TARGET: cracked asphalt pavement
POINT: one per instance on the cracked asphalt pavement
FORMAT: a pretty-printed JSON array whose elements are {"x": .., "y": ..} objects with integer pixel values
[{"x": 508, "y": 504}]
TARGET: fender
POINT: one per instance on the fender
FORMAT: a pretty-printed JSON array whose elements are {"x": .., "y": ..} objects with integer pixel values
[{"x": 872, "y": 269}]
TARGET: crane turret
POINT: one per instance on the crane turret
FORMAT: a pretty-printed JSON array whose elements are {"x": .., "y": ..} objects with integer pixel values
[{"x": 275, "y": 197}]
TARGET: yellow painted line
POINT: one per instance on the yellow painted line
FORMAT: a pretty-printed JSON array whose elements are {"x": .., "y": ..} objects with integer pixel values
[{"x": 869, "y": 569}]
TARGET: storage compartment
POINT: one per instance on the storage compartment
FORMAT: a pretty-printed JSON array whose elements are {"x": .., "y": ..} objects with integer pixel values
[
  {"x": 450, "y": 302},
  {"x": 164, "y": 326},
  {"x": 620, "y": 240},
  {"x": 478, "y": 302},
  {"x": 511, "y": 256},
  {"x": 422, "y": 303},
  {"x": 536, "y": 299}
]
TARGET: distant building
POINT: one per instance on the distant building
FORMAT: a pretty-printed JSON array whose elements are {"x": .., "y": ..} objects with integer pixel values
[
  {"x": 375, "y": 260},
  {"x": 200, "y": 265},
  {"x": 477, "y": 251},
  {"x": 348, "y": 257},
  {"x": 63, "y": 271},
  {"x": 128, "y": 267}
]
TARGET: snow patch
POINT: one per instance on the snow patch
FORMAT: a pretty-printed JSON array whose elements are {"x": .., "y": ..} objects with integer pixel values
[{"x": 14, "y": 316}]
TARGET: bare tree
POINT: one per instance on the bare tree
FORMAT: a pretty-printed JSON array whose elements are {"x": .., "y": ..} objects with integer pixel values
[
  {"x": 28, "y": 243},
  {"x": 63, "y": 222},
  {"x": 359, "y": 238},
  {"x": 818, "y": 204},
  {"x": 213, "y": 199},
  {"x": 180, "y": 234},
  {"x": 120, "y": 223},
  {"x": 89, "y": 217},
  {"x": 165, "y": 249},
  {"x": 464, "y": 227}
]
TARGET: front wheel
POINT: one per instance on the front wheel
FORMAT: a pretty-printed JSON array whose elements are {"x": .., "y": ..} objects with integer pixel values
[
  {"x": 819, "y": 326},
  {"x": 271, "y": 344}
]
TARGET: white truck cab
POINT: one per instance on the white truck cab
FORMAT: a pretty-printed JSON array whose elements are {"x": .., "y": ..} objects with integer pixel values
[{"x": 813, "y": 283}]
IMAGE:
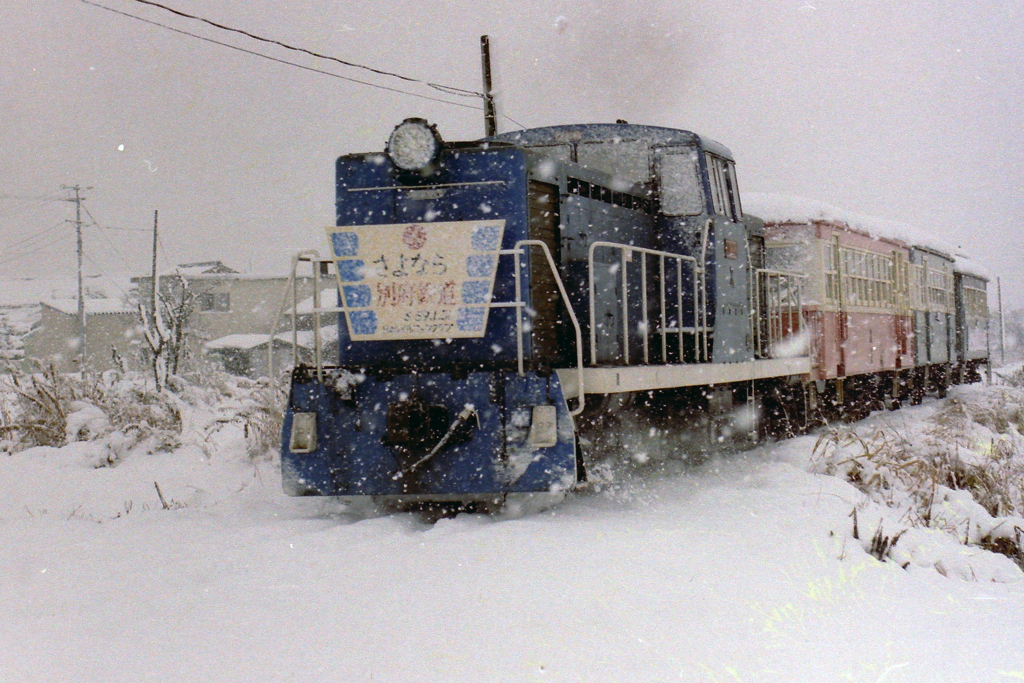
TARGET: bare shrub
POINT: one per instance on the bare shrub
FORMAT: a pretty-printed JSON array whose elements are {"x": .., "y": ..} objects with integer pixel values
[
  {"x": 44, "y": 401},
  {"x": 255, "y": 406},
  {"x": 974, "y": 446}
]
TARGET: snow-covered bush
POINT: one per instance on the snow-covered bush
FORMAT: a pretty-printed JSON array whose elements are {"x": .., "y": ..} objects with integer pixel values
[
  {"x": 236, "y": 408},
  {"x": 963, "y": 473},
  {"x": 52, "y": 409}
]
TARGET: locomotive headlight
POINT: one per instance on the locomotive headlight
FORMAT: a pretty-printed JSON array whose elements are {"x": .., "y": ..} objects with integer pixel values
[{"x": 414, "y": 144}]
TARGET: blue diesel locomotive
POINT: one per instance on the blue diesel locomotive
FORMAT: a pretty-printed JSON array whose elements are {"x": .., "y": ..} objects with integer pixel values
[{"x": 494, "y": 294}]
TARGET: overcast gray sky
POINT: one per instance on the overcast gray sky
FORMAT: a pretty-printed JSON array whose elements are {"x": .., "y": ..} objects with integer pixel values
[{"x": 910, "y": 111}]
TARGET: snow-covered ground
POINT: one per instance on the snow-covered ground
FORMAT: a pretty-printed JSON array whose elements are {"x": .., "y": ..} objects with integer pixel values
[{"x": 740, "y": 568}]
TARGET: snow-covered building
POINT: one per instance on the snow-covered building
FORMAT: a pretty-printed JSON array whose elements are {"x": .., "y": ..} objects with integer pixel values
[
  {"x": 113, "y": 336},
  {"x": 229, "y": 313}
]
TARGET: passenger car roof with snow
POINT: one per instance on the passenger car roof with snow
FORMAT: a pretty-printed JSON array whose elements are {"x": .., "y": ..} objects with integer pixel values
[{"x": 785, "y": 209}]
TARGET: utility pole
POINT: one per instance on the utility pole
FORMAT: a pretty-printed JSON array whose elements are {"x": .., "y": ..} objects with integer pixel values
[
  {"x": 153, "y": 284},
  {"x": 1003, "y": 337},
  {"x": 489, "y": 116},
  {"x": 81, "y": 293}
]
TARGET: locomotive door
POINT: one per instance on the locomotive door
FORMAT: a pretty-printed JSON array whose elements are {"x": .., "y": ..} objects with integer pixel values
[
  {"x": 842, "y": 317},
  {"x": 543, "y": 208}
]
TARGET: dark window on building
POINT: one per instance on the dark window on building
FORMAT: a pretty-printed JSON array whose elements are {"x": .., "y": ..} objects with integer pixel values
[{"x": 215, "y": 301}]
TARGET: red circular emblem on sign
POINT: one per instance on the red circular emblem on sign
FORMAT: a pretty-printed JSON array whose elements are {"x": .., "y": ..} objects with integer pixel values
[{"x": 414, "y": 237}]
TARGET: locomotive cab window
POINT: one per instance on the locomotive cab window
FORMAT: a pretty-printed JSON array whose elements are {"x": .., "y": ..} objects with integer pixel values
[
  {"x": 679, "y": 174},
  {"x": 724, "y": 190},
  {"x": 628, "y": 161}
]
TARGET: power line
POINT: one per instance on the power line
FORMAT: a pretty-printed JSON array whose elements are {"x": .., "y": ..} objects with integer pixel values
[
  {"x": 278, "y": 59},
  {"x": 35, "y": 236},
  {"x": 443, "y": 88},
  {"x": 105, "y": 241},
  {"x": 34, "y": 251},
  {"x": 27, "y": 198}
]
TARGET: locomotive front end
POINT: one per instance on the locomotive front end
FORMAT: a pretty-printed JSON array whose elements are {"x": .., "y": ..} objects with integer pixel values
[{"x": 448, "y": 291}]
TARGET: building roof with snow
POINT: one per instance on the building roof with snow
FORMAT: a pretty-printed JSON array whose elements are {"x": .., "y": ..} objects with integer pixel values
[{"x": 92, "y": 306}]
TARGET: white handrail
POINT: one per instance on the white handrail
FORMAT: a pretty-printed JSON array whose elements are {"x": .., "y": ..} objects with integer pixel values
[{"x": 627, "y": 252}]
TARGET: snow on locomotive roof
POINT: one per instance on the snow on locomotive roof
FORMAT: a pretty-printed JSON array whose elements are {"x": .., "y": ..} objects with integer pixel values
[
  {"x": 592, "y": 132},
  {"x": 785, "y": 209}
]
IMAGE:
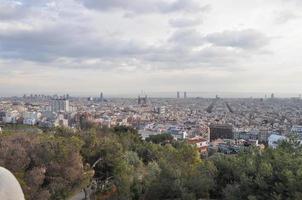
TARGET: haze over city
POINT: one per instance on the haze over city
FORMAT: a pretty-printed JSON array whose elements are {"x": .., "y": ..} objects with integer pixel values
[{"x": 125, "y": 46}]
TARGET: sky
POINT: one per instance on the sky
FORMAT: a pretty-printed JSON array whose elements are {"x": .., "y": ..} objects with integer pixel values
[{"x": 129, "y": 46}]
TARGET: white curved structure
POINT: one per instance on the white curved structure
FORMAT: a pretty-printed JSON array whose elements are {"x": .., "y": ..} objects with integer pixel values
[{"x": 10, "y": 188}]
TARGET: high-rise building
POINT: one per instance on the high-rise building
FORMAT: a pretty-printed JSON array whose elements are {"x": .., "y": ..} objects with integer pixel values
[
  {"x": 101, "y": 97},
  {"x": 59, "y": 105},
  {"x": 221, "y": 131},
  {"x": 142, "y": 100}
]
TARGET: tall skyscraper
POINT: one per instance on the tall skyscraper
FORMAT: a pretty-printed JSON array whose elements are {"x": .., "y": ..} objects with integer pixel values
[
  {"x": 59, "y": 105},
  {"x": 101, "y": 97}
]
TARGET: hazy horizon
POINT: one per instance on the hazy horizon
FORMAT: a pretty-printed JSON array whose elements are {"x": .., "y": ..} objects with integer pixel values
[{"x": 124, "y": 46}]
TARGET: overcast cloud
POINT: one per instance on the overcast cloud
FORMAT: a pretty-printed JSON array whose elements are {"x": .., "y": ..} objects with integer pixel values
[{"x": 84, "y": 46}]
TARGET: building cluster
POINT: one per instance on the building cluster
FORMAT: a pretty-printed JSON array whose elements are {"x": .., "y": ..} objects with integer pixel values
[{"x": 203, "y": 121}]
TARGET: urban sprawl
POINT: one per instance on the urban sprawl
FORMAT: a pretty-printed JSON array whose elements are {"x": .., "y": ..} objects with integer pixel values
[{"x": 212, "y": 124}]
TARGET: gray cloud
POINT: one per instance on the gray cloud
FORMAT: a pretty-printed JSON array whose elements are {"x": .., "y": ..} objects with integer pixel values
[
  {"x": 285, "y": 16},
  {"x": 186, "y": 38},
  {"x": 146, "y": 6},
  {"x": 244, "y": 39},
  {"x": 11, "y": 10},
  {"x": 184, "y": 22}
]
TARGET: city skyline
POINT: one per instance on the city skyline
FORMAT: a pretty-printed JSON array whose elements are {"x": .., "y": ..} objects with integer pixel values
[{"x": 160, "y": 45}]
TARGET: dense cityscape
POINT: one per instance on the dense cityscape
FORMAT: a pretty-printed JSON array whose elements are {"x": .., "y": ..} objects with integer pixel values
[
  {"x": 236, "y": 121},
  {"x": 150, "y": 100}
]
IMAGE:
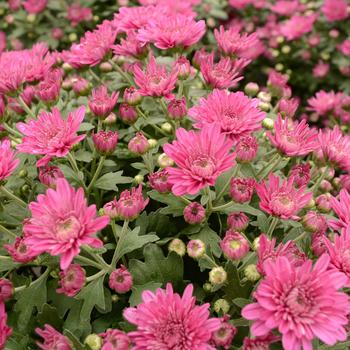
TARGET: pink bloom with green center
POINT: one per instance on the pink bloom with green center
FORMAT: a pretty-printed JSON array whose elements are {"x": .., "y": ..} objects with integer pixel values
[
  {"x": 200, "y": 156},
  {"x": 293, "y": 138},
  {"x": 53, "y": 339},
  {"x": 236, "y": 113},
  {"x": 167, "y": 32},
  {"x": 303, "y": 303},
  {"x": 61, "y": 222},
  {"x": 281, "y": 199},
  {"x": 155, "y": 80},
  {"x": 166, "y": 321},
  {"x": 8, "y": 163},
  {"x": 51, "y": 135}
]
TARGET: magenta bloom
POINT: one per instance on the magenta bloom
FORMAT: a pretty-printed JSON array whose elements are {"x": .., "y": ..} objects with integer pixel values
[
  {"x": 53, "y": 339},
  {"x": 281, "y": 199},
  {"x": 335, "y": 147},
  {"x": 335, "y": 10},
  {"x": 339, "y": 252},
  {"x": 200, "y": 156},
  {"x": 51, "y": 135},
  {"x": 231, "y": 43},
  {"x": 222, "y": 75},
  {"x": 114, "y": 339},
  {"x": 165, "y": 320},
  {"x": 120, "y": 280},
  {"x": 61, "y": 222},
  {"x": 101, "y": 104},
  {"x": 35, "y": 6},
  {"x": 5, "y": 330},
  {"x": 297, "y": 26},
  {"x": 172, "y": 31},
  {"x": 302, "y": 303},
  {"x": 293, "y": 138},
  {"x": 236, "y": 113},
  {"x": 71, "y": 280},
  {"x": 8, "y": 163},
  {"x": 155, "y": 81}
]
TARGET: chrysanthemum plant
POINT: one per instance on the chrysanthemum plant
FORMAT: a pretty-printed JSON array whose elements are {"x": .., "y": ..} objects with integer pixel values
[{"x": 152, "y": 196}]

PROBLEM: Retype, exactly and only, the lines running from the one with "TARGET: magenta bloom" through the final line of the listing above.

OUTPUT FOR THIS EXERCISE:
TARGET: magenta bloom
POINT: one per instance on the magenta bloom
FORMAT: a pretty-printed JSON array whose elements are {"x": .., "y": ..} objects with integer pixel values
[
  {"x": 53, "y": 339},
  {"x": 281, "y": 199},
  {"x": 335, "y": 147},
  {"x": 335, "y": 10},
  {"x": 339, "y": 252},
  {"x": 200, "y": 156},
  {"x": 51, "y": 135},
  {"x": 231, "y": 43},
  {"x": 222, "y": 75},
  {"x": 114, "y": 339},
  {"x": 165, "y": 320},
  {"x": 120, "y": 280},
  {"x": 61, "y": 222},
  {"x": 101, "y": 104},
  {"x": 35, "y": 6},
  {"x": 5, "y": 330},
  {"x": 297, "y": 26},
  {"x": 172, "y": 31},
  {"x": 302, "y": 303},
  {"x": 293, "y": 138},
  {"x": 236, "y": 113},
  {"x": 71, "y": 280},
  {"x": 8, "y": 163},
  {"x": 155, "y": 81}
]
TARGET: chrysanthemum plant
POINT: one per instance on the chrysanthemum plant
FORMAT: a pretty-printed JSON array whose elements are {"x": .., "y": ..} objects with integer pixel values
[{"x": 152, "y": 196}]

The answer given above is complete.